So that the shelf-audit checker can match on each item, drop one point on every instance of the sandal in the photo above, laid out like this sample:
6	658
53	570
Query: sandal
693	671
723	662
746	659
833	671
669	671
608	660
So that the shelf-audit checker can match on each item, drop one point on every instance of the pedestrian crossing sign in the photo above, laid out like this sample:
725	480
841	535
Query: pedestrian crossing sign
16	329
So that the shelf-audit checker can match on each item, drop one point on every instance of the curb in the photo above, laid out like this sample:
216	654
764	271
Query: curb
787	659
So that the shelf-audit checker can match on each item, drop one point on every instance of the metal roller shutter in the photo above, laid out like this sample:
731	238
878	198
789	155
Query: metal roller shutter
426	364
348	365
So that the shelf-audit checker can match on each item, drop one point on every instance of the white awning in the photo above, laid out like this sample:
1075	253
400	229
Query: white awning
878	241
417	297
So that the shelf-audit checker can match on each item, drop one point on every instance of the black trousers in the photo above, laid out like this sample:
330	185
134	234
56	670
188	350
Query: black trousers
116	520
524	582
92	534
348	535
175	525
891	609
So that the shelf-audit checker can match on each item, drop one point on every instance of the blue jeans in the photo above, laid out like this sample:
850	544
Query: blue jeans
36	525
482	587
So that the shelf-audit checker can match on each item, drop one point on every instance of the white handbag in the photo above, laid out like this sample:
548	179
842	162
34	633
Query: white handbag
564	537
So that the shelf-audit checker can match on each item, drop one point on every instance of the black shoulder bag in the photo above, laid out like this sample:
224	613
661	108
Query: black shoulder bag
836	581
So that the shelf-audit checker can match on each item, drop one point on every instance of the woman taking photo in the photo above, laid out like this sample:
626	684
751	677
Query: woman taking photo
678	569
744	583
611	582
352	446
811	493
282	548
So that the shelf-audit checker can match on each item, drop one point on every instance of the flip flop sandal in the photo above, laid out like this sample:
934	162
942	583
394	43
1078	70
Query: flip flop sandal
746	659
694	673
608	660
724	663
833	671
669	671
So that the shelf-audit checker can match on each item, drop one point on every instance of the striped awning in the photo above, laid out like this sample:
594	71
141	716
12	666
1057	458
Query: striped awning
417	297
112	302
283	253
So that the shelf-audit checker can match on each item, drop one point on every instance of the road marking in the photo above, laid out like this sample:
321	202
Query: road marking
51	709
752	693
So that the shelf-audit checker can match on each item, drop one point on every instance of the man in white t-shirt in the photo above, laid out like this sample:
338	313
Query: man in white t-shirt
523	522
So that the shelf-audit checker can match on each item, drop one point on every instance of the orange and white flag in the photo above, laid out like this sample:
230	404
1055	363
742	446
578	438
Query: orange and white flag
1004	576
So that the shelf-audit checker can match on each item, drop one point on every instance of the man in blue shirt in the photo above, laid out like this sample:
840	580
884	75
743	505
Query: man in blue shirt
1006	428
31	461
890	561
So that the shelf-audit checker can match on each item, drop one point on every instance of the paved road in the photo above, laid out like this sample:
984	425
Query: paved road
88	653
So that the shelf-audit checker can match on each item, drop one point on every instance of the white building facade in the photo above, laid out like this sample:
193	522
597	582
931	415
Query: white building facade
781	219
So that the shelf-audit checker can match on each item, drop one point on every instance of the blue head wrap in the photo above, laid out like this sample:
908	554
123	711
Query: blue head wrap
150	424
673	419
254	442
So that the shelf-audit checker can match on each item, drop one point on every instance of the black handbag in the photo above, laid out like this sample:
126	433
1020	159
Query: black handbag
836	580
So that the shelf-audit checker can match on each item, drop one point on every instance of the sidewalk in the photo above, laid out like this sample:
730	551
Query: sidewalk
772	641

════════════════════

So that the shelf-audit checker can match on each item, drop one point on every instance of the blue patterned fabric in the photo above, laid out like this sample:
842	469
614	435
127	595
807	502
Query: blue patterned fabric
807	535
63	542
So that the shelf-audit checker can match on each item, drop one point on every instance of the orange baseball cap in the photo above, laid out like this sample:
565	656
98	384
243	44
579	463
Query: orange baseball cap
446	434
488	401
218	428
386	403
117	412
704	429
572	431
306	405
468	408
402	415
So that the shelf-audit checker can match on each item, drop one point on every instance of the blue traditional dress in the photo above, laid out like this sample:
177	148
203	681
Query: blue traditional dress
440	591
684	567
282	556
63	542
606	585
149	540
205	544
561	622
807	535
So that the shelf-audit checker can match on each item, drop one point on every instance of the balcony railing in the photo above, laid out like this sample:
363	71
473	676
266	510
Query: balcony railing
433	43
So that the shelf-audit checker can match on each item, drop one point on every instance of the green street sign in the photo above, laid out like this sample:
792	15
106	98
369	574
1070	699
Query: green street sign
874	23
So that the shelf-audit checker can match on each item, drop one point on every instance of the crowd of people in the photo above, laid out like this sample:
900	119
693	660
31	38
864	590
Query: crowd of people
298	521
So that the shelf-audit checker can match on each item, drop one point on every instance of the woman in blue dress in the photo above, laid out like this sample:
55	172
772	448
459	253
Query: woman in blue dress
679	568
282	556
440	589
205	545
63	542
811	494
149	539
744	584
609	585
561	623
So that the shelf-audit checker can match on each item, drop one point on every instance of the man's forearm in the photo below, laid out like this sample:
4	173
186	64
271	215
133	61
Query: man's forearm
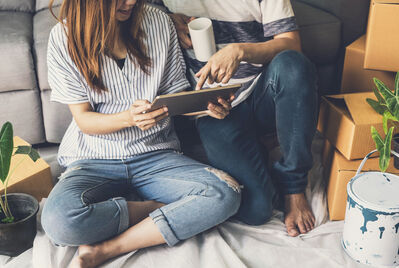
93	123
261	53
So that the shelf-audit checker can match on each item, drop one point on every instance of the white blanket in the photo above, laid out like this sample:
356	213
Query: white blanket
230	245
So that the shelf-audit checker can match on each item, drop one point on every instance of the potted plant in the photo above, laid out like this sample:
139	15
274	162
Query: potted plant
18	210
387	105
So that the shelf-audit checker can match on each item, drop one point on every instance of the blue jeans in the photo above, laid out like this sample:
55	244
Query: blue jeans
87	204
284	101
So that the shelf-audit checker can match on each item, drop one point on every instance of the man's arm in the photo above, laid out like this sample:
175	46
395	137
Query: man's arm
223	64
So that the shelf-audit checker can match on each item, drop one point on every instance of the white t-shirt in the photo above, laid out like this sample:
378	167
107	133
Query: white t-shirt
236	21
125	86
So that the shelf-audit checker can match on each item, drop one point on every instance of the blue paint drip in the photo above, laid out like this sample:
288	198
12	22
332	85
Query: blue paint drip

════════════════════

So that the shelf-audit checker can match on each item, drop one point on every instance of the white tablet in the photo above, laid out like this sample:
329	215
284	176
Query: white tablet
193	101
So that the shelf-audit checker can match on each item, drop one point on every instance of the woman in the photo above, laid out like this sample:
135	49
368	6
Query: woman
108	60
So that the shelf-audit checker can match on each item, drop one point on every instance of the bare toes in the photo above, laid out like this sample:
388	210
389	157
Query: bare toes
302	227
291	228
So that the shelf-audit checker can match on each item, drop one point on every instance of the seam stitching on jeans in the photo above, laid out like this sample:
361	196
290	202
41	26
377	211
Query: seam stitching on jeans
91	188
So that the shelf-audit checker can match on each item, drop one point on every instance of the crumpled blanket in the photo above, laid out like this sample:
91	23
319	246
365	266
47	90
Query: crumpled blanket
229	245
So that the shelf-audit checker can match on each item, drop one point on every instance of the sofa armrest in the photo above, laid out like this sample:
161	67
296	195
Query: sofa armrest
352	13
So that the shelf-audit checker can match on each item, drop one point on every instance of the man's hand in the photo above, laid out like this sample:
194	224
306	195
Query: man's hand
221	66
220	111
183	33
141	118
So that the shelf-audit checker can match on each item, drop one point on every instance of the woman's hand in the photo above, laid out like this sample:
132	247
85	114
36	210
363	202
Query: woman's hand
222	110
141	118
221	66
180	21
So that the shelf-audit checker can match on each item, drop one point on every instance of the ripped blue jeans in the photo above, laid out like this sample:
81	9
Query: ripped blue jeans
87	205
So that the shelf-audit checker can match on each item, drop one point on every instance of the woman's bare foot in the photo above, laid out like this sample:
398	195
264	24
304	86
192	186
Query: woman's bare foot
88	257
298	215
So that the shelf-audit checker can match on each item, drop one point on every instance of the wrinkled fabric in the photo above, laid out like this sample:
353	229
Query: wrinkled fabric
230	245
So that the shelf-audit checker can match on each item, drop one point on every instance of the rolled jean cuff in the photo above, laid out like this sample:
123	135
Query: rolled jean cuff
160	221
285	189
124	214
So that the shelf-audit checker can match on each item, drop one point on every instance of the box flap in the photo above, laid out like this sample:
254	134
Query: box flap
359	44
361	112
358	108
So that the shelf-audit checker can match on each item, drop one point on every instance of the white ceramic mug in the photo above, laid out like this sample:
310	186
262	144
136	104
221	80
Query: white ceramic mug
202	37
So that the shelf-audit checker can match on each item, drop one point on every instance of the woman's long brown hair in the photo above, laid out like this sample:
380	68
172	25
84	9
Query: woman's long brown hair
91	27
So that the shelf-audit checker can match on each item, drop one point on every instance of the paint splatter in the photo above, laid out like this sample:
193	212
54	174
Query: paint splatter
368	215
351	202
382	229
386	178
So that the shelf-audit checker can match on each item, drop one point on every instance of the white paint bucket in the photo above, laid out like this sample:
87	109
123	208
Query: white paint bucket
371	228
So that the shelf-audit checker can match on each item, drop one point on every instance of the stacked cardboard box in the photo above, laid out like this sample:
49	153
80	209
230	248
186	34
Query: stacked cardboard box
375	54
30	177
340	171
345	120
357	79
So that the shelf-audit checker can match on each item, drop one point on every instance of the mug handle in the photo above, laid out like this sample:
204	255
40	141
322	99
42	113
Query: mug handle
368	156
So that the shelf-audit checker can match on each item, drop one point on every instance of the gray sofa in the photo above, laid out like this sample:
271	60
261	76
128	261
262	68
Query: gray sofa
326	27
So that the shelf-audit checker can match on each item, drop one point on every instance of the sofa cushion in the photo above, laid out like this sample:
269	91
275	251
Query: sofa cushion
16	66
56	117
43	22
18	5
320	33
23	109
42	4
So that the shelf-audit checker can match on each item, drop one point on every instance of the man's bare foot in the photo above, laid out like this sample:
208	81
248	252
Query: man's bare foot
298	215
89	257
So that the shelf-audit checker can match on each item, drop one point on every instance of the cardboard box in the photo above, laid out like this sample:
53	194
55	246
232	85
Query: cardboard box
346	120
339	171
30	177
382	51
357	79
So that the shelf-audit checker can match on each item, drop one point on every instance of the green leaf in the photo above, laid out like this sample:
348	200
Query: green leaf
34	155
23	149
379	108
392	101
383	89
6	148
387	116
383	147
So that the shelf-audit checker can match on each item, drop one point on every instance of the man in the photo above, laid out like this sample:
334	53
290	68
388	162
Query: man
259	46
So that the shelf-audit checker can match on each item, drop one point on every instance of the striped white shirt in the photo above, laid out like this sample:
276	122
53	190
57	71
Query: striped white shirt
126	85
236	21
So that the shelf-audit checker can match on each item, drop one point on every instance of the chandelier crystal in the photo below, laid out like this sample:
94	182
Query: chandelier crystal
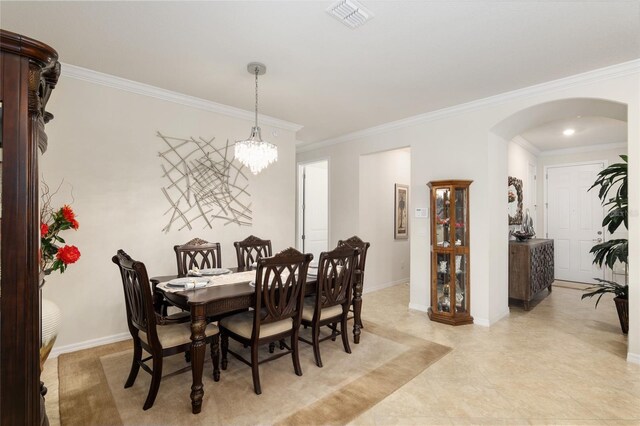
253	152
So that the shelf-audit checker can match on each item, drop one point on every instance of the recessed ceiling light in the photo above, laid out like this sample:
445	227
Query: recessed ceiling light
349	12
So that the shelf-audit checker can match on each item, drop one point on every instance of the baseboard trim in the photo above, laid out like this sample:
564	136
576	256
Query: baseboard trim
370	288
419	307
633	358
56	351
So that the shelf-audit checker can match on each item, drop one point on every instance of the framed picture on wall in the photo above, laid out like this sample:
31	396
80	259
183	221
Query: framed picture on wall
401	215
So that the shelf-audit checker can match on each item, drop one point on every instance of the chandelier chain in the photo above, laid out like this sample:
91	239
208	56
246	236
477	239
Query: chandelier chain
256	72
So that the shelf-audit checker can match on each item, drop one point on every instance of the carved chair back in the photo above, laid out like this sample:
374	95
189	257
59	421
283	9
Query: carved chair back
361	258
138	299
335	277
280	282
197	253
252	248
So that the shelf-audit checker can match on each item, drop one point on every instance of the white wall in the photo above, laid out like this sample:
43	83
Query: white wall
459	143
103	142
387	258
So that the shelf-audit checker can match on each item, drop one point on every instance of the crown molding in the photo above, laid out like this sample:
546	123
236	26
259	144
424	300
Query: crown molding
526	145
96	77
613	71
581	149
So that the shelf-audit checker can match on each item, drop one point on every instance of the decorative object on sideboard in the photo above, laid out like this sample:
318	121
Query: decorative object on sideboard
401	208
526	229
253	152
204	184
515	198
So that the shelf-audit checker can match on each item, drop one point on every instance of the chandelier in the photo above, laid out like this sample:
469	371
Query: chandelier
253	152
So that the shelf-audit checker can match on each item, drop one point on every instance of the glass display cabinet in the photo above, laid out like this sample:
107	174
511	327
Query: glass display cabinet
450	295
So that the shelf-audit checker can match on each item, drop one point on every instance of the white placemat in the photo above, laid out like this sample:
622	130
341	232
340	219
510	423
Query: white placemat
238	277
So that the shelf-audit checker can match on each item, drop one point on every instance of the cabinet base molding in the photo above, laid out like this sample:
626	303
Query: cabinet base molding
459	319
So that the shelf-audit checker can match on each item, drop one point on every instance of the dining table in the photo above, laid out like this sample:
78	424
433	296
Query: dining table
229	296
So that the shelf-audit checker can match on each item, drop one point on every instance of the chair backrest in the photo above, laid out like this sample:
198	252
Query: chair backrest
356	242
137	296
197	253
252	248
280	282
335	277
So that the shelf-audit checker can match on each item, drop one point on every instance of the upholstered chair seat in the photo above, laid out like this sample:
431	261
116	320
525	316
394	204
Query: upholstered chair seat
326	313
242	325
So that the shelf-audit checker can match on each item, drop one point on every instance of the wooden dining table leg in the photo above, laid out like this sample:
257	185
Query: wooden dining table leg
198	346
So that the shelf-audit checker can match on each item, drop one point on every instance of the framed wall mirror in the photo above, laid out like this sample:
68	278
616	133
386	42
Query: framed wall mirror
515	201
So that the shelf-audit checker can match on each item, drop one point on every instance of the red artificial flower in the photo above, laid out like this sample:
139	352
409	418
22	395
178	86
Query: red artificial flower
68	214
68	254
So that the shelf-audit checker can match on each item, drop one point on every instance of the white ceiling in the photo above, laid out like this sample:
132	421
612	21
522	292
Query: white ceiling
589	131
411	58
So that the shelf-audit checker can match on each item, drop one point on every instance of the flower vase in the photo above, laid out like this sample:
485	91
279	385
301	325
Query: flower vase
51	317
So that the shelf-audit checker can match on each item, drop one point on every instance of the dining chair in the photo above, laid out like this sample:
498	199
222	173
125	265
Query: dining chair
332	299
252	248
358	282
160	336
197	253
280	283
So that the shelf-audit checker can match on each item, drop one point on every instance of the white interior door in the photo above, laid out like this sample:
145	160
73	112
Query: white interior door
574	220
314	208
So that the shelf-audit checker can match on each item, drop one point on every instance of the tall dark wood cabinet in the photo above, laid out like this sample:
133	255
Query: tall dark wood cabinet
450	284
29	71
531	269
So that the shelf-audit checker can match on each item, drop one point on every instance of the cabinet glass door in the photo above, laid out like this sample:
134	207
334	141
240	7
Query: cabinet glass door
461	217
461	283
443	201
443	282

════════════════════

▶ [Problem details]: State how many lines in the items above contain the string "armrest". Reply with the number alone.

▶ [Solution below]: 2